EXERCISE MATERIALS:
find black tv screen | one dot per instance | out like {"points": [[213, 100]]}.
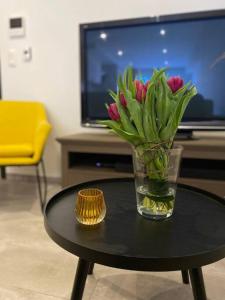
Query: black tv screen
{"points": [[190, 45]]}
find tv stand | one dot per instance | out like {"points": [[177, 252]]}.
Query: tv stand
{"points": [[90, 156], [184, 135]]}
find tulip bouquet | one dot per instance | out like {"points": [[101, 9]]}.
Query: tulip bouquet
{"points": [[147, 115]]}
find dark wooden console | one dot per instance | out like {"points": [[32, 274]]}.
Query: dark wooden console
{"points": [[93, 156]]}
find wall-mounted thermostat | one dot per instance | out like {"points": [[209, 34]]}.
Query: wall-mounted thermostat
{"points": [[16, 27]]}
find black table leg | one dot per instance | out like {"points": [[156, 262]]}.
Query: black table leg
{"points": [[80, 279], [91, 268], [185, 276], [197, 283]]}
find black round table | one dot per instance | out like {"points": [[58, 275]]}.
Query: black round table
{"points": [[193, 237]]}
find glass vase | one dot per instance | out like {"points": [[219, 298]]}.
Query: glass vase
{"points": [[156, 169]]}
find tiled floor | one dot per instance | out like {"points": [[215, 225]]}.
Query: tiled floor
{"points": [[32, 267]]}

WORK TO BE COMPLETED: Please change "one dot per instance" to "one point per instance" throughout the rows above and write them out again with nothing else altered. Leave the picture out.

RESPONSE FOR THIS EXERCISE:
find black tv screen | one point per instance | out like {"points": [[213, 100]]}.
Query: black tv screen
{"points": [[190, 45]]}
find tv stand | one point per instance | out like {"points": [[177, 252]]}.
Query: tv stand
{"points": [[90, 156], [184, 135]]}
find tulip bouquet | one point per instance | out like {"points": [[101, 9]]}.
Query: tulip bouquet
{"points": [[147, 115]]}
find dark wooden console | one point per instance | out like {"points": [[32, 274]]}.
Query: dark wooden console
{"points": [[93, 156]]}
find wall-mounted thermostat | one point per instance | out like {"points": [[209, 34]]}.
Query: wall-mounted thermostat
{"points": [[16, 27]]}
find black table leg | one point per instance | out like {"points": [[156, 262]]}.
Query: black table leg
{"points": [[80, 279], [91, 268], [185, 276], [197, 283]]}
find black round table | one point per instance | out like {"points": [[58, 275]]}.
Query: black round table
{"points": [[193, 237]]}
find glass vase | one point per instance | out like {"points": [[219, 298]]}.
Query: glass vase
{"points": [[156, 169]]}
find tiled floor | one point per instance | out like {"points": [[215, 225]]}.
Query: tiled floor
{"points": [[32, 267]]}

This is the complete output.